WORK TO COMPLETE:
Condense the paragraph of the text below that begins "Meanwhile, there has been almost no media coverage" into a short bulleted list that keeps its main facts.

TEXT:
○ ○ ○ ○ ○ ○ ○

Daniel Kovalik is a labor and human rights lawyer and teaches International Human Rights at the University of Pittsburgh School of Law.

 

_______________________

Also by Dan Kovalik——

The U.S. Empire and Modern Day Christian Martyrs

[Posted originally on: 02/25/2013]

In their landmark book, Manufacturing Consent, Noam Chomsky and Edward S. Herman devote a chapter to the media’s unbalanced coverage of the murder of one priest in Poland in 1984 as compared to the coverage of the 72 religious killed throughout Latin America between 1964 and 1978, the killing of 23 religious in Guatemala between 1980 and 1985, the murder of Archbishop Romero of San Salvador in 1980 and the rape and murder of the four U.S. church women in El Salvador in 1980. In short, the murder of the one Polish priest — the perpetrators of which were tried, convicted and sentenced to prison — received significantly more coverage than all of the latter killings, which almost invariably remain unsolved and unpunished, combined.

Meanwhile, there has been almost no media coverage of the killings of the “two bishops, 79 priests, eight men and women religious, as well as three seminarians” killed in Colombia alone between 1984 and 2011 — this, according to the Episcopal Conference of Colombia. The Episcopal Conference of Colombia publicly announced this grim tally in the fall of 2011 upon the murder of the sixth priest killed in 2011 alone. One of the priests killed in 2011 was Father Reynel Restrepo Idarraga, the pastor of the town of Marmato, who was murdered by presumed paramilitaries in retaliation for his vocal defense of Marmato against the attempt of the Canadian mining company, Gran Colombia Gold, which to this day is still attempting to seize the land of the entire town and convert it into a gold mine. The Colombian bishops attributed the rash of killings in 2011 to “the courageous commitment of our priests to the prophetic denunciation of injustice and the cause of the poorest in the country.”

The number of priests killed in Colombia since 1984 just climbed to 80 with the murder of Father Luis Alfredo Suarez Salazar on Feb. 2, 2013 by two unknown assailants in the northern Colombian city of Ocana.

Then, on February 13, 2013, there was an assassination attempt against another Catholic priest. The target of the attack was Father Alberto Franco, a member of the Inter-Church Commission of Justice & Peace (CIJP), an organization created in 1988 pursuant to the resolution of the Conference of Religious Superiors of Colombia which aspired “[t]o promote and encourage the Christian prophetic signs which are present in religious communities, through the creation of a Commission of Justice and Peace which will channel and disseminate information and protests throughout the country.” As Father Javier Giraldo, S.J., a founding member of the CIJP, relates in The Genocidal Democracy, while the Colombian Catholic Conference of Bishops “did not approve of this initiative and placed obstacles in its path,” 25 Catholic provincials nonetheless went ahead with the formation of the CIJP.

○ ○ ○ ○ ○ ○ ○

RECORDED DATA:
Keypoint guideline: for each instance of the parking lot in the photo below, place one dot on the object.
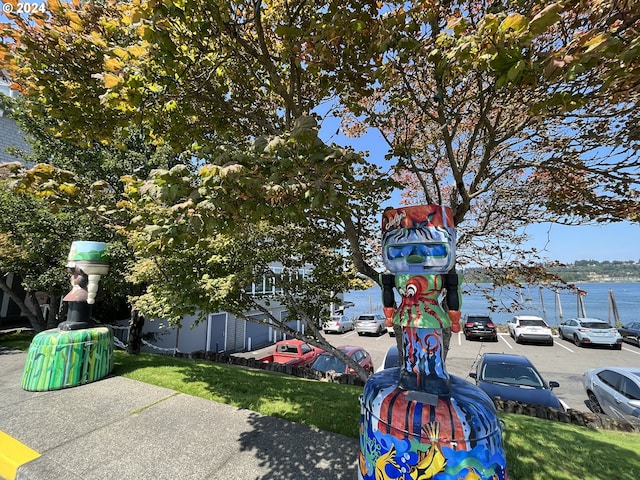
(563, 362)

○ ○ ○ ○ ○ ○ ○

ANSWER:
- The media have given almost no coverage to the killings of two bishops, 79 priests, eight men and women religious, and three seminarians in Colombia between 1984 and 2011. The Episcopal Conference of Colombia is the source of these figures.
- The Conference announced this tally in the fall of 2011, when the sixth priest killed that year was murdered.
- Father Reynel Restrepo Idarraga, pastor of Marmato, was one of the priests killed in 2011.
  - Presumed paramilitaries murdered him in retaliation for his vocal defense of the town.
  - He had opposed the Canadian mining company Gran Colombia Gold, which is still trying to seize the whole town's land and turn it into a gold mine.
- The Colombian bishops attributed the 2011 killings to the priests' courageous commitment to denouncing injustice and to the cause of the country's poorest.